» **Goal of the exercise**: A word-for-word reproduction of the data below is needed, with no pictures in it.

(Point localization data)

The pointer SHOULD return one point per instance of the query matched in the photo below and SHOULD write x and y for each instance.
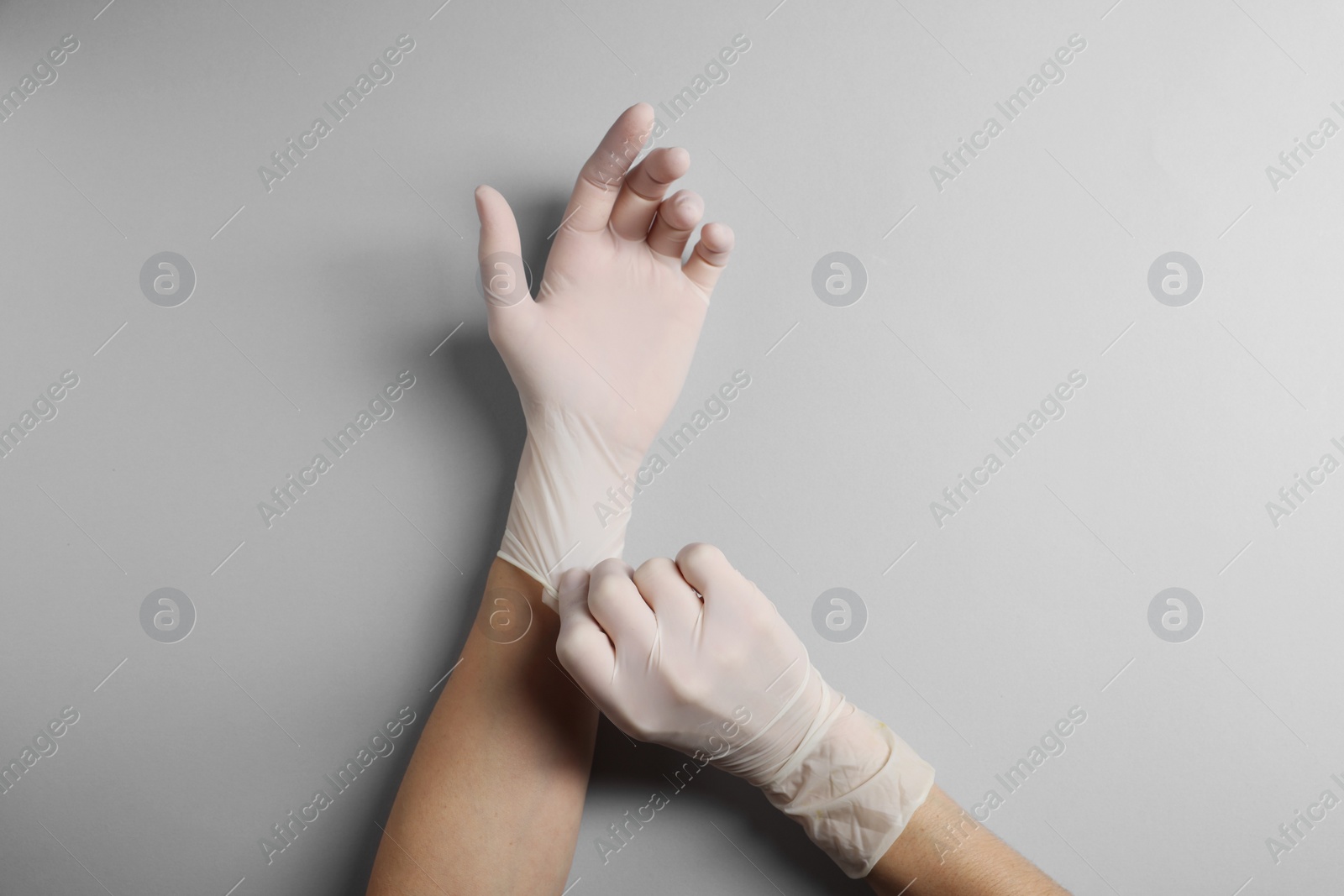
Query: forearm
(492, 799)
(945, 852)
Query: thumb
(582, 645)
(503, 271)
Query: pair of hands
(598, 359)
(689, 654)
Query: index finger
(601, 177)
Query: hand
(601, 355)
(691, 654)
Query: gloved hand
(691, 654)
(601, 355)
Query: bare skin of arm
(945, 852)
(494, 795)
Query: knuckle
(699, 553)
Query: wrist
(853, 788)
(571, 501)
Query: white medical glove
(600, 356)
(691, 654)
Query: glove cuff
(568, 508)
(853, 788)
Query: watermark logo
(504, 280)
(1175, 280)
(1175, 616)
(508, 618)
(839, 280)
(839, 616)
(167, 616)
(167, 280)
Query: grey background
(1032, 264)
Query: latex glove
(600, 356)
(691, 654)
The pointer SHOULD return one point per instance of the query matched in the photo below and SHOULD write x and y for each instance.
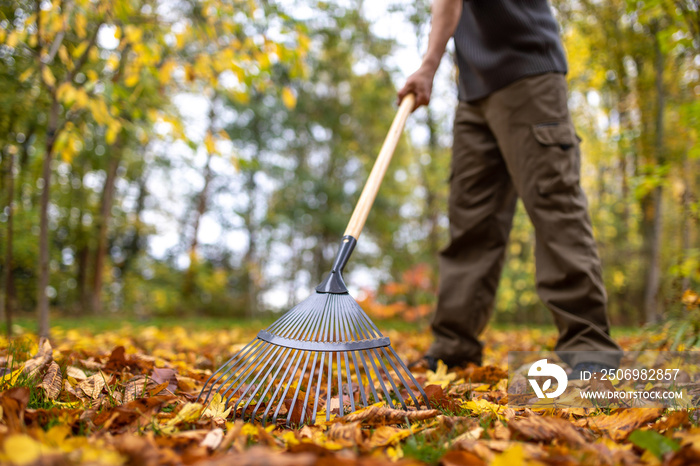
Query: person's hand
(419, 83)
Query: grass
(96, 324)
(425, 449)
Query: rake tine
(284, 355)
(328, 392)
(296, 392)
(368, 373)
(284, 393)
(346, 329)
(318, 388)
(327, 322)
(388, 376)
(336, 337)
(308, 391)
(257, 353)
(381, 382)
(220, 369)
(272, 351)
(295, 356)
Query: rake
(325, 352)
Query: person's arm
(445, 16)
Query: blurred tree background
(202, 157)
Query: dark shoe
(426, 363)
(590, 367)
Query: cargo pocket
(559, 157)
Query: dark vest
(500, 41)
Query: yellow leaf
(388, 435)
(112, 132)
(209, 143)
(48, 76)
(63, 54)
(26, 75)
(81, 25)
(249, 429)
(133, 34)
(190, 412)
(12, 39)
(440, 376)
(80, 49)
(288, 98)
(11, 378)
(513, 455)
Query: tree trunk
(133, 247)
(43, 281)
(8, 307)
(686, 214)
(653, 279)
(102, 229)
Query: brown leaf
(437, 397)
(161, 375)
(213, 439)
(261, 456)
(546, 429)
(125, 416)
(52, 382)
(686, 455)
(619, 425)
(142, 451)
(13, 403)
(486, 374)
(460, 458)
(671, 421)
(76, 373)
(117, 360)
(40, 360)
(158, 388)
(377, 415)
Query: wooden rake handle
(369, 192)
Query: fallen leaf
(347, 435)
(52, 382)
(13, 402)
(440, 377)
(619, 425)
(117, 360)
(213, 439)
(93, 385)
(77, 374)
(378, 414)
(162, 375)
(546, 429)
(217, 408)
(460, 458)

» **Solution to this exercise**:
The pointer SHOULD return one point per instance of the query matched in the photo below and SHOULD write x and y for each instance.
Query: forearm
(492, 799)
(945, 852)
Query: thumb
(582, 645)
(503, 271)
Query: pair of hands
(598, 359)
(689, 654)
Query: index finger
(601, 177)
Query: hand
(601, 355)
(691, 654)
Query: gloved hand
(691, 654)
(601, 355)
Query: bare skin of arm
(945, 852)
(494, 795)
Query: knuckle
(699, 553)
Query: wrist
(853, 788)
(571, 501)
Query: white medical glove
(600, 356)
(691, 654)
Query: glove cuff
(568, 508)
(853, 788)
Query: watermark logo
(504, 280)
(1175, 280)
(1175, 616)
(508, 618)
(839, 280)
(839, 616)
(167, 616)
(167, 280)
Query: grey background
(1032, 264)
Query: latex glove
(600, 356)
(691, 654)
The pointer SHOULD return one point per instance of the query matched in the photo below and SHOULD write x and y for each instance.
Query: person's hand
(419, 83)
Query: grass
(96, 324)
(425, 449)
Query: rake tine
(284, 355)
(328, 392)
(296, 392)
(368, 373)
(284, 393)
(346, 329)
(318, 388)
(327, 322)
(388, 376)
(336, 337)
(308, 391)
(257, 353)
(381, 382)
(220, 369)
(272, 351)
(295, 356)
Query: rake
(325, 352)
Query: person's arm
(445, 16)
Query: blurred tree background
(202, 157)
Query: dark shoe
(426, 363)
(590, 367)
Query: cargo pocket
(559, 157)
Query: dark vest
(500, 41)
Query: yellow leaf
(388, 435)
(112, 132)
(209, 143)
(48, 76)
(63, 54)
(26, 75)
(81, 25)
(249, 429)
(133, 34)
(190, 412)
(12, 39)
(440, 376)
(80, 49)
(288, 98)
(11, 378)
(513, 455)
Query: tree trunk
(133, 247)
(43, 281)
(8, 307)
(686, 214)
(653, 279)
(102, 229)
Query: brown leaf
(437, 397)
(161, 375)
(213, 439)
(261, 456)
(546, 429)
(125, 416)
(52, 382)
(686, 455)
(619, 425)
(142, 451)
(13, 403)
(486, 374)
(460, 458)
(671, 421)
(76, 373)
(117, 360)
(40, 360)
(158, 388)
(377, 415)
Query: wooden rake handle
(369, 192)
Query: fallen leaf
(347, 435)
(52, 382)
(13, 402)
(440, 377)
(619, 425)
(117, 360)
(213, 439)
(93, 385)
(77, 374)
(378, 414)
(162, 375)
(546, 429)
(217, 408)
(460, 458)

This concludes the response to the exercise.